REQUIREMENTS.
1 – List every line in the records below that contains the string "grass".
2 – Extend the reflection on beauty and art below, picking up after its final sentence.
==== SELECTED EXTRACT
Anyways, the thing is, although I love art and beauty, I’m wondering if my focus should be on the nuts and bolts of beauty or on the level of ideas. With AMVs I have the chance to focus more on beautiful ideas where as if I were to focus on just art it would be, well it would be a grind, but also it would limit what I could achieve. I also just realized I could do even more if I got other people to join me in creating something, but that’s another story. Well actually, that would be the same as if I were to do mash ups for music and for other art instead of trying to create everything myself, some of it would be my original ideas, but most could be taken from other inspirations. All the most beautiful features I can find, put together in a way that works.

Also part of my interest in beauty is as it pertains to my own physical appearance as I feel that has a huge impact on other people and it’s really cool how it works. Beautiful language, beautiful fitness, hair, clothes, beautiful way of moving, ect. Then there are beautiful personalities which would include mental efficiency and knowledge ect. I guess all of this stuff would relate to stories and film. Film though also allows for beautiful ideas about what events could happen. Then there is also interior design which I find cool as well. It’s something that actually has a large psychosomatic affect on the individual. It’s something that if I had the money I would make my room look awesome because I want to, and then I could show other people it.

So maybe there is a separation, beauty for psychosomatic purpose, and beauty for emotional-intellectual purpose. Of course movies could combine all of these and more, I just want to note it because one may be more motivating for me.

On my way to the gym I realized that the same way empowerment comes naturally and doesn’t need to be focused on for it’s own sake, I feel the same is true for creating curious things. The universe already creates things that I can explore and find curious. These things come to me, I don’t need to create them, and may not even need to seek them out, not for they’re own sake anyway. It seems they come to me as I search for other things and just go about my life. I just catch on to things as my mind picks up on them.

For example, now I am thinking I should focus my artistic ability on feng shui type things. Psycho-somatic health based art I might call it, iunno. Not to limit myself to feng shui, or even to visual art, just that I feel focusing on what feels good is maybe more important than trying to create so kind of super exciting thing. It’s like, maybe I need to sit back a bit and let the universe do it’s part. I mean, when I create things without trying to make the masterpeice, not only does it give me more motivation to actually create something, but this means more chances that what I create will end up being really cool, without it being cool because I set out to make something cool.
========
==== ROWS
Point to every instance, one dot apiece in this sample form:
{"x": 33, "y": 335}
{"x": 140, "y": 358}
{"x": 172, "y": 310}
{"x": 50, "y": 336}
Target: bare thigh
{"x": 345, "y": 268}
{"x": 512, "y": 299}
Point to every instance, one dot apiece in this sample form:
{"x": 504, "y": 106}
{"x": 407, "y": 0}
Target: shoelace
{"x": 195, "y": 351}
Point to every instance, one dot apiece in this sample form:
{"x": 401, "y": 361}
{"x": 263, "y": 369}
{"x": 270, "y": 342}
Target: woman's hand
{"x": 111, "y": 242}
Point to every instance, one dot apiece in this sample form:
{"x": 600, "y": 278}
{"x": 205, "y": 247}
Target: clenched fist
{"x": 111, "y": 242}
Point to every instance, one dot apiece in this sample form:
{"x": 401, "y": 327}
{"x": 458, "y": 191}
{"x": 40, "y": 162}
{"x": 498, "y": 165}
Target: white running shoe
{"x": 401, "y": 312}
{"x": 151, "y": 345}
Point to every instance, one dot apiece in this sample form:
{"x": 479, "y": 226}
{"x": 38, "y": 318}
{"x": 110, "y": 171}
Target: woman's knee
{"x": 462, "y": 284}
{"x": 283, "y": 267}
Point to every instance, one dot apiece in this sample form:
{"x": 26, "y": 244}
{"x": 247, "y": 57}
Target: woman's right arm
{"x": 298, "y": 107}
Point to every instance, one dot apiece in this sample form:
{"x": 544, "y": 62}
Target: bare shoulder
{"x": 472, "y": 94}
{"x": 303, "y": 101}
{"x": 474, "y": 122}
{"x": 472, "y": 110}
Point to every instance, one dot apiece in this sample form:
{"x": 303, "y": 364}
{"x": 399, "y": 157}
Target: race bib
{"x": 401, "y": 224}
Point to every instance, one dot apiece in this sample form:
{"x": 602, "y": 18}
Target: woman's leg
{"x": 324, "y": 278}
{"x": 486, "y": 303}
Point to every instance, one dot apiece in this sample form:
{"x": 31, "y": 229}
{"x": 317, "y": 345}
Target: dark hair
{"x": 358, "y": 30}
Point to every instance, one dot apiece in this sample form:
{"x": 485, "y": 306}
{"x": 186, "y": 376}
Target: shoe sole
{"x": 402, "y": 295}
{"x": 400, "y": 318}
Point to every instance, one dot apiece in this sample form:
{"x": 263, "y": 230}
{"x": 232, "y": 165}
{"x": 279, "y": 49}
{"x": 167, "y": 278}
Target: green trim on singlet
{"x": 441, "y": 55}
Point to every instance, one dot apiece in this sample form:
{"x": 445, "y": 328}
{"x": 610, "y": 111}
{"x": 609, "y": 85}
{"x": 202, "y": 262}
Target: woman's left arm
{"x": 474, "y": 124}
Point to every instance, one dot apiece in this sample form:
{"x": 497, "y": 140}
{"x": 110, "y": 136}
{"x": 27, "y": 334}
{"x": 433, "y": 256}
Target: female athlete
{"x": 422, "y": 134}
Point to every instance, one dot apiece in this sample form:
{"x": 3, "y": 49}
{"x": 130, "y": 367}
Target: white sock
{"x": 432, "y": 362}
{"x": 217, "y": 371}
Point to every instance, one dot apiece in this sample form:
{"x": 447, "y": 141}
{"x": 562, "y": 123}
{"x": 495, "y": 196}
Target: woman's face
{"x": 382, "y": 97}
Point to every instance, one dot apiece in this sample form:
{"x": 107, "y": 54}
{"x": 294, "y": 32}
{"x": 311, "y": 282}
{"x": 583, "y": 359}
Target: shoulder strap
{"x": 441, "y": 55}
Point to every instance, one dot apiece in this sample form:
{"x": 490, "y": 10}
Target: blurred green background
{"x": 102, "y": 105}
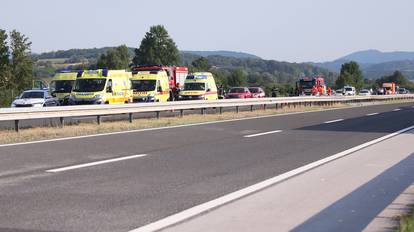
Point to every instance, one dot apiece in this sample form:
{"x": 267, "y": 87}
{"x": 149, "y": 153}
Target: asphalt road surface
{"x": 9, "y": 125}
{"x": 162, "y": 172}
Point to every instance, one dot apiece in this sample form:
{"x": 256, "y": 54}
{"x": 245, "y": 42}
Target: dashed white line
{"x": 95, "y": 163}
{"x": 264, "y": 133}
{"x": 337, "y": 120}
{"x": 205, "y": 207}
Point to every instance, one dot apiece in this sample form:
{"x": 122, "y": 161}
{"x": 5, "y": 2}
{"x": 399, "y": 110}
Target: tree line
{"x": 17, "y": 68}
{"x": 16, "y": 64}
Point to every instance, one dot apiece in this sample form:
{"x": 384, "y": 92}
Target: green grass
{"x": 406, "y": 222}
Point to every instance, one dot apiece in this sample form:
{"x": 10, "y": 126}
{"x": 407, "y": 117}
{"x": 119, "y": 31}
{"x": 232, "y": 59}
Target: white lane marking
{"x": 264, "y": 133}
{"x": 167, "y": 127}
{"x": 205, "y": 207}
{"x": 95, "y": 163}
{"x": 337, "y": 120}
{"x": 177, "y": 126}
{"x": 83, "y": 118}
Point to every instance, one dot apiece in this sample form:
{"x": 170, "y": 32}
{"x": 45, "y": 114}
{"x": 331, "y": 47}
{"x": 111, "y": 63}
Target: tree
{"x": 117, "y": 58}
{"x": 21, "y": 63}
{"x": 157, "y": 47}
{"x": 237, "y": 78}
{"x": 5, "y": 75}
{"x": 201, "y": 64}
{"x": 350, "y": 75}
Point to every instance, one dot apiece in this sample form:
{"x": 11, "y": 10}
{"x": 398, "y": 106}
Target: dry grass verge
{"x": 41, "y": 133}
{"x": 406, "y": 222}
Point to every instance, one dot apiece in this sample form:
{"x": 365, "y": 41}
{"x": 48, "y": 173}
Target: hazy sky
{"x": 290, "y": 30}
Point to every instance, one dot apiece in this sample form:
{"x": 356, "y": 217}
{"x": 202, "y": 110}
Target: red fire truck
{"x": 176, "y": 76}
{"x": 311, "y": 86}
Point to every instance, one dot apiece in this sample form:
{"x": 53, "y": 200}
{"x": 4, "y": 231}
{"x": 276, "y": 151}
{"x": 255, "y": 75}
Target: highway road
{"x": 75, "y": 120}
{"x": 123, "y": 181}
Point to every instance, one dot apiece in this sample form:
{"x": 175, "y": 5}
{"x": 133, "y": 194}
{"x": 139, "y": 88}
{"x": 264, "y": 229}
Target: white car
{"x": 35, "y": 98}
{"x": 364, "y": 92}
{"x": 349, "y": 91}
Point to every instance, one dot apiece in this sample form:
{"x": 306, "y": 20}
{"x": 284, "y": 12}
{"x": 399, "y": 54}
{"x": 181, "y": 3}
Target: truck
{"x": 176, "y": 76}
{"x": 311, "y": 86}
{"x": 389, "y": 88}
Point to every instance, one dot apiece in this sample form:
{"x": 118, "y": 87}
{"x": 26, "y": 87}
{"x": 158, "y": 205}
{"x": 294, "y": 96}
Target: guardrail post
{"x": 16, "y": 125}
{"x": 62, "y": 122}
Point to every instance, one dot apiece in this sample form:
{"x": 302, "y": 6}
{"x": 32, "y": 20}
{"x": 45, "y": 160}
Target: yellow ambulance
{"x": 102, "y": 87}
{"x": 199, "y": 86}
{"x": 61, "y": 86}
{"x": 150, "y": 86}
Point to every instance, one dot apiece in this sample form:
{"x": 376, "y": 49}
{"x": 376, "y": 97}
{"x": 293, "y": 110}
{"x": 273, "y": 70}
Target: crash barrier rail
{"x": 62, "y": 112}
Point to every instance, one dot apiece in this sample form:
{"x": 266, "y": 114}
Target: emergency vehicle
{"x": 61, "y": 86}
{"x": 199, "y": 86}
{"x": 311, "y": 86}
{"x": 102, "y": 86}
{"x": 176, "y": 77}
{"x": 389, "y": 88}
{"x": 150, "y": 86}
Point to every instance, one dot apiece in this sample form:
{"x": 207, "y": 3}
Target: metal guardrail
{"x": 61, "y": 112}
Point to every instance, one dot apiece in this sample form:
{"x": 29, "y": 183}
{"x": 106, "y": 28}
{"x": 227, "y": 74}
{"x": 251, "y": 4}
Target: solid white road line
{"x": 168, "y": 127}
{"x": 199, "y": 209}
{"x": 264, "y": 133}
{"x": 95, "y": 163}
{"x": 337, "y": 120}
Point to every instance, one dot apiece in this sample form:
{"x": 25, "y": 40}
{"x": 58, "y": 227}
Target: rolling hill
{"x": 375, "y": 64}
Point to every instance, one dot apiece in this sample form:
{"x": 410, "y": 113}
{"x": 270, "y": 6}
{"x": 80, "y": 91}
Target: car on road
{"x": 403, "y": 91}
{"x": 339, "y": 92}
{"x": 239, "y": 92}
{"x": 35, "y": 98}
{"x": 364, "y": 92}
{"x": 349, "y": 91}
{"x": 257, "y": 92}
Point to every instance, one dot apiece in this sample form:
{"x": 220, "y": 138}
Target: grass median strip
{"x": 406, "y": 222}
{"x": 82, "y": 129}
========
TASK-BY-TASK ANSWERS.
1 –
Target: green grass
Target: dry grass verge
Target: grass median strip

2 –
I mean, I almost would rather that. I enjoy it when I surprise myself. It’s more entertaining than if I set out to create something surprising because how can you surprise yourself if that was your goal in the first place. That makes it demotivating, or at least not as fun as if I surprised myself which has happened quite a bit since this blog began. Also if I did something just for the sake of that makes me feel good, I’m thinking it would be a hobby therefore, or something meaningful iunno. Btw this gives even more credit to personalityjunkie who said NPs who write usually do so in a more free flow way and it’s like the universal impulse speaks through them. That’s interesting.

So for example, I decided to read up on zen as apparently steve jobs, another entp, was into the physical side of zen and I can understand why. Then I decided I’ll check out fung shui instead of focusing on just doing what other entps are doing. Then I read that carl jung studied fung shui lol. So I realized, I guess I’m on the right track? Then I remembered my friend msg me today saying he was glad I told him 8 reps was the magic number, because it let him know he was on the right track in the gym cause he just decided to try it.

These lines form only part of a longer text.